> **BRIEF**
Here the job is to return only the lines of the material, exactly, from the first one to the line with "box: [0, 6, 353, 162]".

> **DATA FOR THIS EXERCISE**
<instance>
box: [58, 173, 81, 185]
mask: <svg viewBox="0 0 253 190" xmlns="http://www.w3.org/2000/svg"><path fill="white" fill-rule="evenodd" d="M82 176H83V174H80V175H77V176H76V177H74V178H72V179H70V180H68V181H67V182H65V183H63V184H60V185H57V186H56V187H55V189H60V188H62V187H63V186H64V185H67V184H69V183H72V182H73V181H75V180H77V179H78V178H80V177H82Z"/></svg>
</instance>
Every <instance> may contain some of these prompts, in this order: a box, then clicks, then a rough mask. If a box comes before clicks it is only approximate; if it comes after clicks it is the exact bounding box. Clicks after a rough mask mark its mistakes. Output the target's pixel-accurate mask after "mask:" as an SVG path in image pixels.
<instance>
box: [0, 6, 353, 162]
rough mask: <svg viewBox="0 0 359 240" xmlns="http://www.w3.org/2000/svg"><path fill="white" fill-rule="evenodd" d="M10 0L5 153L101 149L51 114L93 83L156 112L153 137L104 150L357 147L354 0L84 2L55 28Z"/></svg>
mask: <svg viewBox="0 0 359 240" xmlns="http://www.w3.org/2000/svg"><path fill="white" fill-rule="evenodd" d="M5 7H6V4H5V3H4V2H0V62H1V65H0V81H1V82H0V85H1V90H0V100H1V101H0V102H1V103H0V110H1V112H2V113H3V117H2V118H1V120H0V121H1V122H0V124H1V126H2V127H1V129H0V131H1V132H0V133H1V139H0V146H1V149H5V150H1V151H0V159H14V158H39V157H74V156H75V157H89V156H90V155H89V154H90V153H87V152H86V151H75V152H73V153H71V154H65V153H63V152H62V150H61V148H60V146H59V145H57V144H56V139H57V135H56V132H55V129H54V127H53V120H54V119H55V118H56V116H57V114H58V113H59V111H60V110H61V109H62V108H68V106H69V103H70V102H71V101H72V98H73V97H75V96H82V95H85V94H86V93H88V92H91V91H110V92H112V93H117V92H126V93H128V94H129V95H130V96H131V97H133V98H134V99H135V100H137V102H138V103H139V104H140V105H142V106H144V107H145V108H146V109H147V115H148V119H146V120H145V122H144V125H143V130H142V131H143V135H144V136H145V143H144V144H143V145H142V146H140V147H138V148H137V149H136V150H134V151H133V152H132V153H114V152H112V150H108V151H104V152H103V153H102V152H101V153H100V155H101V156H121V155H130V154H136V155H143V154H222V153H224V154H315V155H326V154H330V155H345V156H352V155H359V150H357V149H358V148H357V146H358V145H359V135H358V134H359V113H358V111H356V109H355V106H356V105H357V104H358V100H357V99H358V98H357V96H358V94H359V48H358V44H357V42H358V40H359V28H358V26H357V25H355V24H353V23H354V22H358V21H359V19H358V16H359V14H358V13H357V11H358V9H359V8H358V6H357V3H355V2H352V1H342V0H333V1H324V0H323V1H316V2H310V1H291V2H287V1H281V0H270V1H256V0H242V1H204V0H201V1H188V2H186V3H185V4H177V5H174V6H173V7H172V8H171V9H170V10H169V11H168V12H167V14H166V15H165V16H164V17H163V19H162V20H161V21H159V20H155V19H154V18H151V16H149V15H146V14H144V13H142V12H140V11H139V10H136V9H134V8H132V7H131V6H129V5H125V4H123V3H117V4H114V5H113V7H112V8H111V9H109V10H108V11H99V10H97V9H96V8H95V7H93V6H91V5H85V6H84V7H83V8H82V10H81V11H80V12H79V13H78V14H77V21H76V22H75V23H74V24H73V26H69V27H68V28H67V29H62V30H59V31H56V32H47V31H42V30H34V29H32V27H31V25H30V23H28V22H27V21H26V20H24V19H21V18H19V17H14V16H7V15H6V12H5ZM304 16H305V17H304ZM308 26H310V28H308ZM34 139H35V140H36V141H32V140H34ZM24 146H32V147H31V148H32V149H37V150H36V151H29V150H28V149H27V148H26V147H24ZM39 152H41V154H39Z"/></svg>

> **ANSWER SECTION**
<instance>
box: [58, 173, 81, 185]
mask: <svg viewBox="0 0 253 190" xmlns="http://www.w3.org/2000/svg"><path fill="white" fill-rule="evenodd" d="M82 176H83V174H80V175H77V176H76V177H74V178H72V179H70V180H68V181H67V182H65V183H63V184H60V185H57V186H56V187H55V189H60V188H62V187H63V186H64V185H67V184H69V183H72V182H73V181H75V180H77V179H78V178H80V177H82Z"/></svg>
</instance>
Every <instance> may contain some of these prompts, in this order: a box, then clicks, then a rough mask. If a box comes before clicks it is only approximate; if it comes after clicks it is the exact bounding box. Clicks after a rough mask mark its mistakes. Output the target's pixel-accurate mask after "mask:" as an SVG path in image pixels.
<instance>
box: [0, 6, 353, 162]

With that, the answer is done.